In quei giorni, Vronski e Anna si trovavano in una piccola città italiana. Avevano molto viaggiato per l’Europa e vissuto giornate di intensa felicità, nelle quali Anna era riuscita a sopportare, senza troppo soffrire, il distacco dal figlio. Ma ora, pur senza dirselo, avvertivano entrambi ,una incrinatura nella loro felicità. A Vronski, lontano dalle sue abituali occupazioni al reggimento, quella vita di perpetua vacanza era divenuta insopportabile. Quanto ad Anna, da qualche tempo non pensava che a una sola cosa: riabbracciare il suo bambino. Per la bimba avuta da Vronski ella non riusciva a sentire l’appassionata tenerezza che il piccolo Sergio aveva sempre suscitato in lei. Anzi, la presenza della bambina era per Anna un continuo, dolente richiamo all’altra sua creatura. Decisero di rientrare in Russia.

 

Il giorno del compleanno di Sergio, poco dopo il loro arrivo in Russia, Anna, pur sapendo di contraddire alla precisa volontà del marito, non seppe resistere alla tentazione di recarsi a palazzo Karenin. Sebbene un fitto velo le coprisse il viso, il portiere la riconobbe e l’accompagnò rispettosamente alla stanza del piccolo. Anna strinse finalmente il suo bimbo tra le braccia, soffocando le lacrime, quasi incapace di parlare. La loro felicità nel ritrovarsi fu immensa, ma durò soltanto pochi minuti.
Avvertita che Karenin stava salendo le scale, diretto alla camera del figlio, Anna fu costretta a fuggire. Si liberò con dolce violenza dalle braccine del bimbo, che ricadde sul guanciale, singhiozzando disperatamente e supplicandola di non lasciarlo. Poi usci quasi di corsa, accecata dalle lacrime, inseguita da quei singhiozzi infantili.

 * * *

Poiché l’alta società di Pietroburgo le aveva voltato le spalle, Anna non poteva accompagnare Vronski in nessuno posto: tutte le porte si erano chiuse in faccia all’adultera.
Lasciarono allora Pietroburgo e andarono a vivere in campagna dove Vronski si dedicò con ardore alla costruzione di un nuovo ospedale per i contadini e alla direzione dei lavori nella sua vasta tenuta. Anna lasciò trascorrere l’estate e l’autunno senza fare nulla per rendere regolare la sua posizione. Sapeva che il maggior cruccio di Vronski era quello di non poterla sposare e dare alla loro bambina il suo nome, ma il divorzio significava rinunciare a Sergio per sempre e questo pensiero era un tormento per Anna.
Ma infine il timore di perdere l’amante, di cui era diventata gelosissima, la indusse a scrivere al marito, per chiedergli di acconsentire al divorzio. In attesa della risposta, ella seguì Vronski a Mosca. Anche qui, come già a Pietroburgo, fu costretta a vivere quasi da reclusa: riceveva solo qualche amico del conte Vronski. Poiché era spesso sola,  leggeva molto, ma si sentiva insopportabilmente infelice.
____
* _Elenco compiti_:
- 1) Riporta il brano su Anna e Vronski a partire da "Poiché l’alta società" e proseguendo fino a "tormento per Anna.".
- 2) Rispondi a queste domande sul brano su Anna e Vronski:
(a) In che tipo di città si trovavano Vronski e Anna prima di rientrare in Russia?
(b) Chi accompagnò Anna alla stanza del piccolo a palazzo Karenin?
(c) In quale città Anna seguì Vronski mentre attendeva la risposta del marito?
____
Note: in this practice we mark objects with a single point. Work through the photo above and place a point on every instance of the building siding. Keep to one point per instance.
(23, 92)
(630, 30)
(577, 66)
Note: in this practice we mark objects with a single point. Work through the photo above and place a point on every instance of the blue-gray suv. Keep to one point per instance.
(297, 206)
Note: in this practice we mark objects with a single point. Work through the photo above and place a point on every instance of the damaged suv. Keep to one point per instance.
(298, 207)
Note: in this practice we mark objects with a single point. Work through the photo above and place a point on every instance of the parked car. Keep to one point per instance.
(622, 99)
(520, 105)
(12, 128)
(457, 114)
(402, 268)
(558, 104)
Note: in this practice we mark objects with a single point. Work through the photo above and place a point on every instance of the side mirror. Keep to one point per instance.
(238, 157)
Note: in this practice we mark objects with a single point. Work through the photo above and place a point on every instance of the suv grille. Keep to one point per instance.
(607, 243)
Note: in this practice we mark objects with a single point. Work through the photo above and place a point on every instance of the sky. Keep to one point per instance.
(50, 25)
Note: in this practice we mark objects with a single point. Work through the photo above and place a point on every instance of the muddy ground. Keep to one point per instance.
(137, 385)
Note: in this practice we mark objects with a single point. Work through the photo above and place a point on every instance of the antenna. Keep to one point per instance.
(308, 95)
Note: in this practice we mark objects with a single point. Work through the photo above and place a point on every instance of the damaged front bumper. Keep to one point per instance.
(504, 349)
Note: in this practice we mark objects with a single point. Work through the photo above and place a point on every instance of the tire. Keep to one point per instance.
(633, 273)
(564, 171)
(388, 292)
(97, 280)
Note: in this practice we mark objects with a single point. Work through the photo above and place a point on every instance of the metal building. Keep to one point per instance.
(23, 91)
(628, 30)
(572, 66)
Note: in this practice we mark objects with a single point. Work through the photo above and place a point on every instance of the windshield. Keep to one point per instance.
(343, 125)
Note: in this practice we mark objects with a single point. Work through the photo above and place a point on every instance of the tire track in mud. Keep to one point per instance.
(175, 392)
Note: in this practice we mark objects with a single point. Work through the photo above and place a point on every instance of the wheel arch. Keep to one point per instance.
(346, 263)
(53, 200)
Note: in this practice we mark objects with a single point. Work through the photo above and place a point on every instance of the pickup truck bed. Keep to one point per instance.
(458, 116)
____
* _Esercizi svolti_:
- 1)
Poiché l’alta società di Pietroburgo le aveva voltato le spalle, Anna non poteva accompagnare Vronski in nessuno posto: tutte le porte si erano chiuse in faccia all’adultera.
Lasciarono allora Pietroburgo e andarono a vivere in campagna dove Vronski si dedicò con ardore alla costruzione di un nuovo ospedale per i contadini e alla direzione dei lavori nella sua vasta tenuta. Anna lasciò trascorrere l’estate e l’autunno senza fare nulla per rendere regolare la sua posizione. Sapeva che il maggior cruccio di Vronski era quello di non poterla sposare e dare alla loro bambina il suo nome, ma il divorzio significava rinunciare a Sergio per sempre e questo pensiero era un tormento per Anna.

- 2)
(a) In una piccola città italiana.
(b) Il portiere.
(c) A Mosca.